▸ Input material:
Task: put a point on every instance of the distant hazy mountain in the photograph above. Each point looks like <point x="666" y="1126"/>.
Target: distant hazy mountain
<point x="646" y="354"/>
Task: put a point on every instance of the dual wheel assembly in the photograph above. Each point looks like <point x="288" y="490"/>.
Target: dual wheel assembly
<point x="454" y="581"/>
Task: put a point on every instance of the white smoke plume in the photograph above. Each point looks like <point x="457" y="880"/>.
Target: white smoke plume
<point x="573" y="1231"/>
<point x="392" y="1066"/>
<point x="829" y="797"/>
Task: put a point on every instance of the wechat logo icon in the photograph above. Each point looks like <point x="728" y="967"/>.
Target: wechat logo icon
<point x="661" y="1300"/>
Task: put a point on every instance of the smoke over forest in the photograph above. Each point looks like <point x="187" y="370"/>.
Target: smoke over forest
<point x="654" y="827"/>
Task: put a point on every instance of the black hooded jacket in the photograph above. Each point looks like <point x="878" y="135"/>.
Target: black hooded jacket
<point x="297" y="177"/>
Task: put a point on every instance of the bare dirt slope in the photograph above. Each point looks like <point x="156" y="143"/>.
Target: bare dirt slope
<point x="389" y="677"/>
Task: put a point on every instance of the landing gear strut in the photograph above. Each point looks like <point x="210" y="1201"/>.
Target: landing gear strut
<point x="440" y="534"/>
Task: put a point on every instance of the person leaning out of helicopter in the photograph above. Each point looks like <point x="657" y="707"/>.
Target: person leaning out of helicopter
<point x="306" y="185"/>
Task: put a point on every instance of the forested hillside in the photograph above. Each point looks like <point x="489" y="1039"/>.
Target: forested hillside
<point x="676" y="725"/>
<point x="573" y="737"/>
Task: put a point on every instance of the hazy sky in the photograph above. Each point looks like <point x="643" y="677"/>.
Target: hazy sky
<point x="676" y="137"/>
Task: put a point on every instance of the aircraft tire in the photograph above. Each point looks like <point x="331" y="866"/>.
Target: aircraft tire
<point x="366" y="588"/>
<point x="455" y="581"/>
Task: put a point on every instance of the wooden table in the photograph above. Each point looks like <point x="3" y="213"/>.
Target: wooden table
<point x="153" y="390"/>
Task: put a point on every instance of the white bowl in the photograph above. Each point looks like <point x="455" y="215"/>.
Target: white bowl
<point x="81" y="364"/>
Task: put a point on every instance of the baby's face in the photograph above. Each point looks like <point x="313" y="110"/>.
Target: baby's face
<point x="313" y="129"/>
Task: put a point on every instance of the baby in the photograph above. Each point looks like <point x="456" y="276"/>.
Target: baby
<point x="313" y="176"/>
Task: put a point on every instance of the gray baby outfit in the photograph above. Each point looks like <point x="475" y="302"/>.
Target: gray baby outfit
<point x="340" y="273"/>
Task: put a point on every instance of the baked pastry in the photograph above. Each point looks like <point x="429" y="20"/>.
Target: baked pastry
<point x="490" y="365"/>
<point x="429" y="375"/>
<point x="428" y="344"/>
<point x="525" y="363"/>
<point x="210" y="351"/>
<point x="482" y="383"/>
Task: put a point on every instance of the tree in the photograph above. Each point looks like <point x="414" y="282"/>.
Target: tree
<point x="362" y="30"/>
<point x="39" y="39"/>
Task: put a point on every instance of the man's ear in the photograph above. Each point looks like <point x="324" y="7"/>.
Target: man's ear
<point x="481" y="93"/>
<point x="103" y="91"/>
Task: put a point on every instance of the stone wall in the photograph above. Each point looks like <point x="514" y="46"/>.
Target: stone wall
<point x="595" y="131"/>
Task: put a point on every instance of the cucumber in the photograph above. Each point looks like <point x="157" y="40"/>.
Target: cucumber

▸ Request:
Beginning at the line that contains "Task: put a point on every instance of the gray" and running through the end of the items above, reproduce every line with the requests left unchanged, and scale each answer point's x and y coordinates by 0.3, rounding to the nearest whole number with halves rounded up.

▸ Result of this task:
Task: put a point on every instance of the gray baby outfit in the photograph above. Each point looks like <point x="475" y="302"/>.
Target: gray baby outfit
<point x="102" y="82"/>
Task: put a point on every instance of the baked pastry in the photograph above. Each point looks like <point x="429" y="20"/>.
Target: baked pastry
<point x="147" y="110"/>
<point x="129" y="113"/>
<point x="128" y="103"/>
<point x="158" y="109"/>
<point x="63" y="105"/>
<point x="145" y="115"/>
Task: put a point on every instance of the tree in the photograph above. Each point looks like <point x="414" y="282"/>.
Target: tree
<point x="109" y="9"/>
<point x="12" y="12"/>
Task: put a point on every instance of the man's ear in the photograph above. Each point looks like <point x="324" y="7"/>.
Target: man's ear
<point x="144" y="28"/>
<point x="31" y="27"/>
Task: put a point on every instance of the stone wall in the photograph above. Each point looks like <point x="514" y="46"/>.
Target: stone wall
<point x="179" y="39"/>
Task: put a point on every instance of the cucumber in the photograph above. Each point looks like <point x="157" y="40"/>.
Target: cucumber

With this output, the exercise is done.